*Tarefa do exercício 1*: Reproduza sem alterações o trecho do artigo sobre a guerra na Ucrânia e a América Latina que começa nas palavras "A melhor prova" e vai até "da economia mundial.", inclusive.
--- Artigo ---
A guerra na Ucrânia, no entanto, está alterando tudo. Antes mesmo da Rússia tornar pública a sua resposta às sanções ocidentais, dispararam os preços internacionais de commodities como petróleo, gás, aço, níquel, urânio, metanol, fosfatos e trigo. A nível global já houve consequências: desde aumentos súbitos nas contas de energia a aumentos descontrolados de preços ou perdas enormes para várias empresas. Segundo os peritos, se a situação não melhorar, poderá haver problemas de abastecimento para a produção de bens tão básicos como microchips (e, portanto, dispositivos tecnológicos), plásticos e mesmo alimentos.

E toda esta situação, que implicações pode ter para a América Latina? 

A curto prazo e a nível micro, haverá, desde já, aumentos generalizados da inflação. Mas olhando para o longo prazo e a nível macro, em menos de um mês, a nossa região voltou a se erguer geopoliticamente. A rápida e eloquente aproximação dos Estados Unidos à Venezuela constitui um exemplo. Mas o petróleo de Maduro (que não é o único: o México também tem grandes reservas) é apenas um dos nossos grandes trunfos estratégicos face à escassez de matéria-prima que se avista para o Ocidente. Trinidad e Tobago e Guiana têm depósitos de gás; Colômbia e Guatemala, níquel; Bolívia, lítio; Chile, cobre; o Brasil, para além de produzir biocombustíveis, é, tal como o Peru e todo o arco andino, uma potência mineira. A Venezuela tem fosfatos e, para concluir, a Argentina produz trigo…

Todos estes atributos sob a forma de matéria-prima nos estão permitindo recuperar subitamente, especialmente aos olhos dos Estados Unidos e dos seus aliados, um interesse estratégico que durante os últimos vinte anos a Ásia tem mantido.  Esta região, no calor de crescimentos econômicos apoiados não só na solidez da economia chinesa, mas também em uma rede consistente de organizações multilaterais próprias (como a Organização de Cooperação de Xangai, que representa um terço do PIB mundial, a ACFTA, a AIIB e a iniciativa chinesa do Cinturão e Rota), estava sendo convertida em uma locomotiva da economia global e em um íman para os investimentos estrangeiros. 

Mas, paradoxalmente, a pressão geopolítica que agora a Rússia se vê submetida como consequência da Guerra da Ucrânia pode contribuir a fortalecer um bloco econômico que tem no seu núcleo uma sólida (e recentemente relançada) aliança estratégica entre Moscou e Pequim. 

A melhor prova da sua importância geopolítica é que praticamente nenhum país asiático – incluindo a Índia, Paquistão ou os Emirados Árabes Unidos – aplicará sanções contra Moscou. Além disso, não se trata de instituições desligadas da realidade: pouco a pouco têm vindo a desenvolver instrumentos financeiros concretos – como o UnionPay, CIPS, ou o Yuan digital,- que permitem aos cidadãos e comerciantes contornar o dia-a-dia e, portanto, prever a viabilidade de uma insubordinação geopolítica em grande escala que poderia beneficiar Pequim, lançando as bases para uma progressiva “desdolarização” da economia mundial.
---
*Tarefa do exercício 2*: Extraia das entradas abaixo cada linha em que aparece a palavra "slat".
--- Dados da tarefa ---
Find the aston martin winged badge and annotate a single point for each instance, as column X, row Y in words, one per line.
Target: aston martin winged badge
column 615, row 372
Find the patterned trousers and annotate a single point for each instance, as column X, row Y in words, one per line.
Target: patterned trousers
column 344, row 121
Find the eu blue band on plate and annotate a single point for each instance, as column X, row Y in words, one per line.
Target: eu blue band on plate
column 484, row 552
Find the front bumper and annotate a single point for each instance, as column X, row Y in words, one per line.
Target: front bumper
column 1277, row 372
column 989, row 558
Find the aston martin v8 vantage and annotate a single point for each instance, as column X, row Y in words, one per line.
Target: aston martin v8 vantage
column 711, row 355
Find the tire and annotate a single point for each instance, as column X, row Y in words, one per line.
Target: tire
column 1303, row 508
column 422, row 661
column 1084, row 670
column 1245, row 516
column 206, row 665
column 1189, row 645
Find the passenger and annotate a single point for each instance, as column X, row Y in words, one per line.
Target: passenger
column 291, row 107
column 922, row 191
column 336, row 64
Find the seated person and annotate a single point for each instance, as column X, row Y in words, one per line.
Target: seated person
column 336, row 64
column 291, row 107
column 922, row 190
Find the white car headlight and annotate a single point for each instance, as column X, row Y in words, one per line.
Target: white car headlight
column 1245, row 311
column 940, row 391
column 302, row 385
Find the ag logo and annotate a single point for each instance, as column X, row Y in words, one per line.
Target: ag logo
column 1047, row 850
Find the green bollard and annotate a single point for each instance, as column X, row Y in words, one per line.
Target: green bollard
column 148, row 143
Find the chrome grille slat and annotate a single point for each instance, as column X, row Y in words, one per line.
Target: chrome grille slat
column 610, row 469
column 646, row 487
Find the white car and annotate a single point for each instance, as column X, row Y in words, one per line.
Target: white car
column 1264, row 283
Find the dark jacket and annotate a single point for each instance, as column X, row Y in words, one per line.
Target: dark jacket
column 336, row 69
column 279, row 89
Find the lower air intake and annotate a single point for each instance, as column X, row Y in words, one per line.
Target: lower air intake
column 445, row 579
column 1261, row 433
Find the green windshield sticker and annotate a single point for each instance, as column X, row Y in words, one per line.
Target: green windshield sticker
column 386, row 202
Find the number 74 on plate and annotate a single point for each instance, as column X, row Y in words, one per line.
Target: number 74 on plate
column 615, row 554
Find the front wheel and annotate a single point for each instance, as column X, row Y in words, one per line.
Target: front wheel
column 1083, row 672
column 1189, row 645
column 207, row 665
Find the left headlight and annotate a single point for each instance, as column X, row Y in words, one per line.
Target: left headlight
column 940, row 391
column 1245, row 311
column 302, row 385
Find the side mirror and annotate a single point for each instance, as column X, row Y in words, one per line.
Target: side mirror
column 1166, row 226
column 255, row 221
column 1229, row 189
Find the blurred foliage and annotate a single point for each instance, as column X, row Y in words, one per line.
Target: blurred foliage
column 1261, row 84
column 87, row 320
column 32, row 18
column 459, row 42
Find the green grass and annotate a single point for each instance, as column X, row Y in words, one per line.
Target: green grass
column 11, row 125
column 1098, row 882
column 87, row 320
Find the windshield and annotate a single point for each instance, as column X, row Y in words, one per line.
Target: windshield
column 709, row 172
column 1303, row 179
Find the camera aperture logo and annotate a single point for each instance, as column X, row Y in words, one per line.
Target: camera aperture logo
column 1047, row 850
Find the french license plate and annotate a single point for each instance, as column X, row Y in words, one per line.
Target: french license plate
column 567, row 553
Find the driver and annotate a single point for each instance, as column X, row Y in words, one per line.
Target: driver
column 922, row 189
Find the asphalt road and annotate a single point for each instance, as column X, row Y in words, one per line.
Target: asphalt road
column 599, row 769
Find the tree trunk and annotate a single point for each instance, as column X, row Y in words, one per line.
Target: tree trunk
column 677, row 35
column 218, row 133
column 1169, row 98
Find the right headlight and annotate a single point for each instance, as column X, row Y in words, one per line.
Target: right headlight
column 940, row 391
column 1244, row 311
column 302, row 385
---
*Resultado 1*:
A melhor prova da sua importância geopolítica é que praticamente nenhum país asiático – incluindo a Índia, Paquistão ou os Emirados Árabes Unidos – aplicará sanções contra Moscou. Além disso, não se trata de instituições desligadas da realidade: pouco a pouco têm vindo a desenvolver instrumentos financeiros concretos – como o UnionPay, CIPS, ou o Yuan digital,- que permitem aos cidadãos e comerciantes contornar o dia-a-dia e, portanto, prever a viabilidade de uma insubordinação geopolítica em grande escala que poderia beneficiar Pequim, lançando as bases para uma progressiva “desdolarização” da economia mundial.

*Resultado 2*:
Find the chrome grille slat and annotate a single point for each instance, as column X, row Y in words, one per line.
Target: chrome grille slat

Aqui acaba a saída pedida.